> PASSAGE PROVIDED:
=-=-=

One input and two outputs::

    import math

    import jax
    import jax.numpy as jnp

    import warp as wp
    from warp.jax_experimental.ffi import jax_kernel

    @wp.kernel
    def sincos_kernel(angle: wp.array(dtype=float),
                      # outputs
                      sin_out: wp.array(dtype=float),
                      cos_out: wp.array(dtype=float)):
        tid = wp.tid()
        sin_out[tid] = wp.sin(angle[tid])
        cos_out[tid] = wp.cos(angle[tid])

    jax_sincos = jax_kernel(sincos_kernel, num_outputs=2)  # specify multiple outputs

    @jax.jit
    def f():
        a = jnp.linspace(0, 2 * math.pi, 32)
        return jax_sincos(a)

    s, c = f()
    print(s)
    print(c)

Here is a kernel with no inputs that initializes an array of 3x3 matrices with the diagonal values (1, 2, 3).
With no inputs, specifying the launch dimensions is required to determine the shape of the output array::

    @wp.kernel
    def diagonal_kernel(output: wp.array(dtype=wp.mat33)):
        tid = wp.tid()
        output[tid] = wp.mat33(1.0, 0.0, 0.0, 0.0, 2.0, 0.0, 0.0, 0.0, 3.0)

    jax_diagonal = jax_kernel(diagonal_kernel)

    @jax.jit
    def f():
        # launch dimensions determine the output shape
        return jax_diagonal(launch_dims=4)

    print(f())

=-=-=

> Dataset items:
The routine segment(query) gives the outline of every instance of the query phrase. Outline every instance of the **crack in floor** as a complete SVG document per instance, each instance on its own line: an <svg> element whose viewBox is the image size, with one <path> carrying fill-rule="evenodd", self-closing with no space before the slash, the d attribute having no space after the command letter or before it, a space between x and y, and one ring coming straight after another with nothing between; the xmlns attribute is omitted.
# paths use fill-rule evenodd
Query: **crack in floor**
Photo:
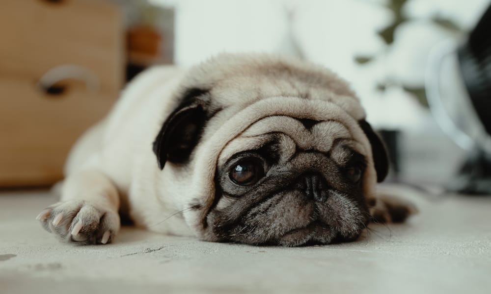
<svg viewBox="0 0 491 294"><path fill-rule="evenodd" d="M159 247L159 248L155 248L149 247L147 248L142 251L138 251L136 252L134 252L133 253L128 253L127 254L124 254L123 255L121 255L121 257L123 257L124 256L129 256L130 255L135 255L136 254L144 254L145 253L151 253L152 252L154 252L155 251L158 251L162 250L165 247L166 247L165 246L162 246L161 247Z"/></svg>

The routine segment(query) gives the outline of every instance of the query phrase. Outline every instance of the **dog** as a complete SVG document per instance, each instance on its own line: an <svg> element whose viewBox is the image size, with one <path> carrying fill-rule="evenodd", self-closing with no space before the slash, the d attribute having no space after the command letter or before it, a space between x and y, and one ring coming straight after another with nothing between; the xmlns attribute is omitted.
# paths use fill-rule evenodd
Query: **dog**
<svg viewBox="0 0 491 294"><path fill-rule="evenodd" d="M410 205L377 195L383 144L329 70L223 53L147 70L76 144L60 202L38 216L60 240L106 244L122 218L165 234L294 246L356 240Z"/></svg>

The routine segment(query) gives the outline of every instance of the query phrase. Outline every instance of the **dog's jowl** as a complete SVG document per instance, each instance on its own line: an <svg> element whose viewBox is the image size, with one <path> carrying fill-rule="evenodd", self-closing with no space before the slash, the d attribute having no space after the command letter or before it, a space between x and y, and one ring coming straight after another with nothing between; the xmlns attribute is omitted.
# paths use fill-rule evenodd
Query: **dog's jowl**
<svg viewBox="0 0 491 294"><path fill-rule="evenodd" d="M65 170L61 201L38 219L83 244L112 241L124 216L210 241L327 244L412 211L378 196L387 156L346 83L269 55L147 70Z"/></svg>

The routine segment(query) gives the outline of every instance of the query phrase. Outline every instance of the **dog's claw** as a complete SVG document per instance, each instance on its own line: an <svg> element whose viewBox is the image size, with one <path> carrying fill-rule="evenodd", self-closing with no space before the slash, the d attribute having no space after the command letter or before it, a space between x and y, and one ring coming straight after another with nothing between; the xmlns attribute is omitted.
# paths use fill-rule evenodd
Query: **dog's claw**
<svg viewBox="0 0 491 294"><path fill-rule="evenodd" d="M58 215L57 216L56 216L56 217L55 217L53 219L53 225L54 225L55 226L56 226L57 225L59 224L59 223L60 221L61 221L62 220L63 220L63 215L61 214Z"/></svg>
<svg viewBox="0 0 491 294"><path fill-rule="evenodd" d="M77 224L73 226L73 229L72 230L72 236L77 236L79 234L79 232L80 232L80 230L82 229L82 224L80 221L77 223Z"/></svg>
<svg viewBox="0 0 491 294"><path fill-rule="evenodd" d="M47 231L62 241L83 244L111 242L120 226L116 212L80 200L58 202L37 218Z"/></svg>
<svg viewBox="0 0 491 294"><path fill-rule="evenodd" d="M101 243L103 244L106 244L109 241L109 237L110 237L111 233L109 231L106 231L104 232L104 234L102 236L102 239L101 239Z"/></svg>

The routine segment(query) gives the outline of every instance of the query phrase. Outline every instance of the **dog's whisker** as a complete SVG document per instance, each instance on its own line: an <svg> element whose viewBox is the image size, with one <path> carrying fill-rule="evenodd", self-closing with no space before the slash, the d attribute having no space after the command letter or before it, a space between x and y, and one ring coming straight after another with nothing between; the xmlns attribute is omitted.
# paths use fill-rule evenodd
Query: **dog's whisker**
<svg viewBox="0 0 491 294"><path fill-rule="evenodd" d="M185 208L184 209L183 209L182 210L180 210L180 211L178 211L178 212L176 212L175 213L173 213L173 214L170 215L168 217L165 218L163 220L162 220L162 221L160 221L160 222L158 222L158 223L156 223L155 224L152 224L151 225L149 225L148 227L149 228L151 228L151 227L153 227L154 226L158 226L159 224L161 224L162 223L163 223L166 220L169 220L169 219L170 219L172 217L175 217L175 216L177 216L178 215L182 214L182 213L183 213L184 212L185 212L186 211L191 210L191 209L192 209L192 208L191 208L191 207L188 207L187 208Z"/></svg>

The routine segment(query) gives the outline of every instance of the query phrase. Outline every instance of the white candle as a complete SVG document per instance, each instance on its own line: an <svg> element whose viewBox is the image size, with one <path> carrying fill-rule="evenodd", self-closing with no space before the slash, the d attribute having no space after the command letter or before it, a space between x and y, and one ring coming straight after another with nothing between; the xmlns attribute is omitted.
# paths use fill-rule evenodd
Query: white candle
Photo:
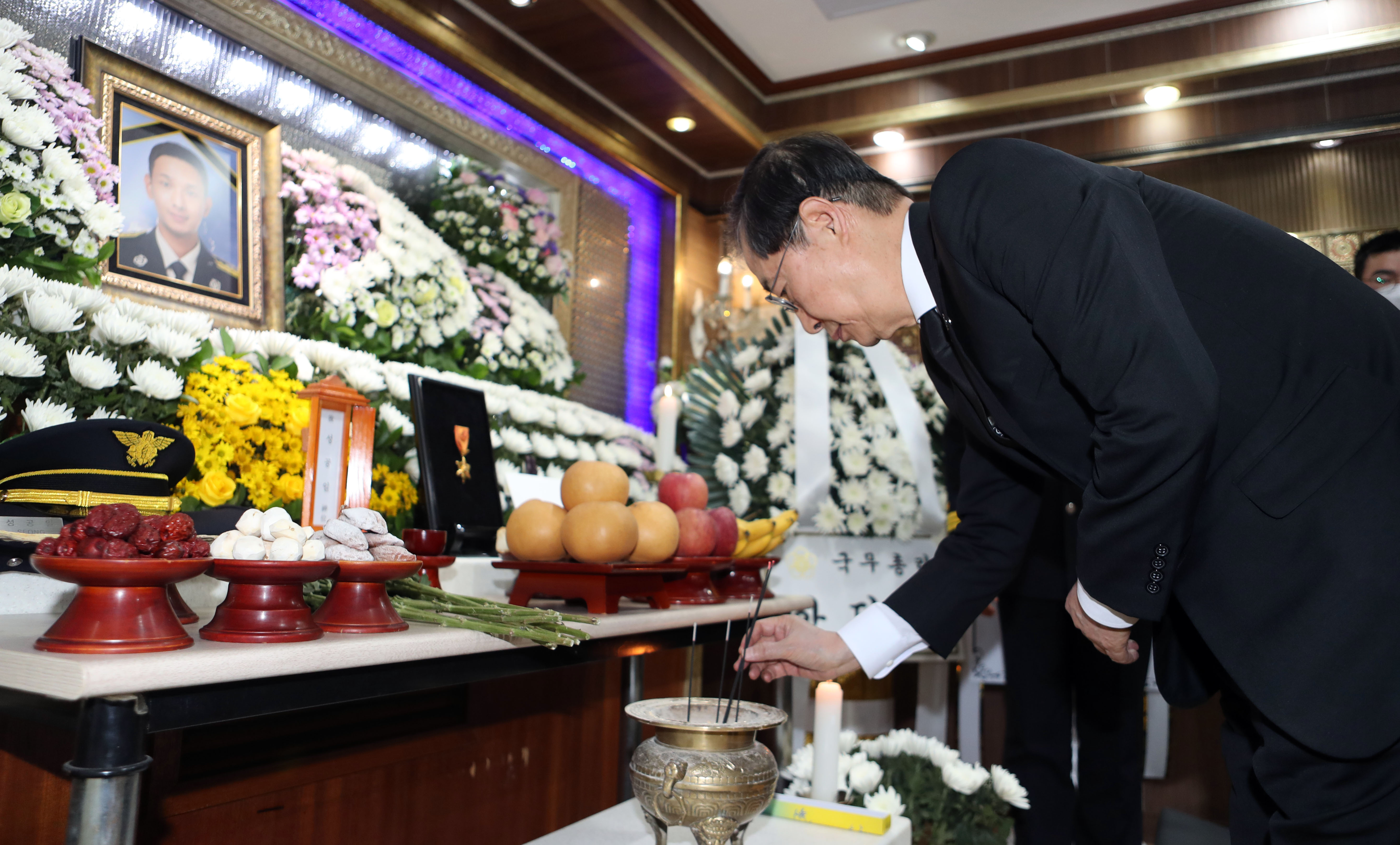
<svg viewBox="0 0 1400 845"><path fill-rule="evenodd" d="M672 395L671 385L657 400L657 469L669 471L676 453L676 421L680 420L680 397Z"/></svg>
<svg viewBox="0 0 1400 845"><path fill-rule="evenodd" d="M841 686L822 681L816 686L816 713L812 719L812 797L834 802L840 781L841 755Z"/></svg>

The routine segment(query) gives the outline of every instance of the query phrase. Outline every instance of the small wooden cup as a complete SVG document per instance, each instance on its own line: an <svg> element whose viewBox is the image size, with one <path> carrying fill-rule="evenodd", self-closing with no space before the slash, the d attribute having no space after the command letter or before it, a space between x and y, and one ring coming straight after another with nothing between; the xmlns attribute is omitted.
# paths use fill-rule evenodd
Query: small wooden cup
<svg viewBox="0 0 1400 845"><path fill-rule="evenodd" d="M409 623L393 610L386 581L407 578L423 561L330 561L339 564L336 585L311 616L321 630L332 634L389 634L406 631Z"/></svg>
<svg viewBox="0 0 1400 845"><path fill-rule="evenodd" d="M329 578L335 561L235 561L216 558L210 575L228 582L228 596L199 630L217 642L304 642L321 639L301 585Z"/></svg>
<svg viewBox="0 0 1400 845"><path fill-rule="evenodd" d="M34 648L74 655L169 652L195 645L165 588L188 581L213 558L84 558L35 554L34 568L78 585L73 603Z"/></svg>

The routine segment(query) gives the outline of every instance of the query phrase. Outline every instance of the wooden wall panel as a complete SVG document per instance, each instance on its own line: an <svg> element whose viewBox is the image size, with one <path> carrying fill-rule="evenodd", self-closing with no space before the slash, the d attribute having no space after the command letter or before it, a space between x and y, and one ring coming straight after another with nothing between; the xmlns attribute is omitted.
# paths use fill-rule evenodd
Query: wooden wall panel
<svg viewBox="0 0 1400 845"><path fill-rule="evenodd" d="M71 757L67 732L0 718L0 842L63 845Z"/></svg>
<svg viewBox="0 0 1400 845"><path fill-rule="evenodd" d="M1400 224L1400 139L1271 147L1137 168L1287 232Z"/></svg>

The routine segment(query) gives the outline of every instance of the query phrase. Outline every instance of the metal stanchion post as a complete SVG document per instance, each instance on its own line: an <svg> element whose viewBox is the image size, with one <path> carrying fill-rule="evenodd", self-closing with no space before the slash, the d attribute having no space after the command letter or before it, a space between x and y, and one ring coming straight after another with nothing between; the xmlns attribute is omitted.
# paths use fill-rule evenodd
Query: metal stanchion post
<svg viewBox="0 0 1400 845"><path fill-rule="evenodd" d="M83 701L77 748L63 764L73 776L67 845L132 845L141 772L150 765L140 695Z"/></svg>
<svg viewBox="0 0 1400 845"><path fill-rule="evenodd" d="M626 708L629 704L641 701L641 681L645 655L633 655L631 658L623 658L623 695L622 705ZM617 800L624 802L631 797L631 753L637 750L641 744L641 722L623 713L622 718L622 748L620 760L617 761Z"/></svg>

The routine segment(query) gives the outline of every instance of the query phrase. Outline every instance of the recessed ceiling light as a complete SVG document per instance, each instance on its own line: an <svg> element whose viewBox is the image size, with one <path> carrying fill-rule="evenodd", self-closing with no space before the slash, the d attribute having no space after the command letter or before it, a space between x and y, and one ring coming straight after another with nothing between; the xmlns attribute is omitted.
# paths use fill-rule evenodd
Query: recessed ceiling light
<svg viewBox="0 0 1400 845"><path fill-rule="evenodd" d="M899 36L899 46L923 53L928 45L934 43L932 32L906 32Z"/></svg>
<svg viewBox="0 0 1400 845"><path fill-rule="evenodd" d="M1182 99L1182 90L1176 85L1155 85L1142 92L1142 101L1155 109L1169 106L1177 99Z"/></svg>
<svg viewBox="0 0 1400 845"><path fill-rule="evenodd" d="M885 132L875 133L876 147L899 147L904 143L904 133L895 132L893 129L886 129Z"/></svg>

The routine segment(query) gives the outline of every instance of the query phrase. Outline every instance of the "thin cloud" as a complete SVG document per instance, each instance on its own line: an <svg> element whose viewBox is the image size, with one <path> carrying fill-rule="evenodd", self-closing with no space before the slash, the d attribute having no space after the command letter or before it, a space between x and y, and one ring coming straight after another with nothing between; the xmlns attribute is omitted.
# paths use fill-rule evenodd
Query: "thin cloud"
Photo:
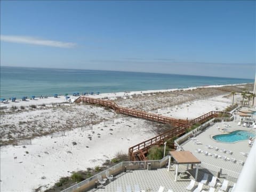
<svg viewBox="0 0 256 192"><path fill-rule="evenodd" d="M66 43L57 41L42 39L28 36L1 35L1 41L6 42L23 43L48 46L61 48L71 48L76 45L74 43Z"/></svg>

=-=-=

> SET PROBLEM 1:
Which import statements appear in the code of the Warp kernel excerpt?
> SET PROBLEM 2:
Quote the Warp kernel excerpt word for word, beginning at the words "With no inputs, specifying" and stopping after "0.0, 0.0, 3.0)".
Nothing in the dataset items is needed here.

> FULL RESPONSE 1:
- import math
- import jax
- import jax.numpy as jnp
- import warp as wp
- from warp.jax_experimental.ffi import jax_kernel

> FULL RESPONSE 2:
With no inputs, specifying the launch dimensions is required to determine the shape of the output array::

    @wp.kernel
    def diagonal_kernel(output: wp.array(dtype=wp.mat33)):
        tid = wp.tid()
        output[tid] = wp.mat33(1.0, 0.0, 0.0, 0.0, 2.0, 0.0, 0.0, 0.0, 3.0)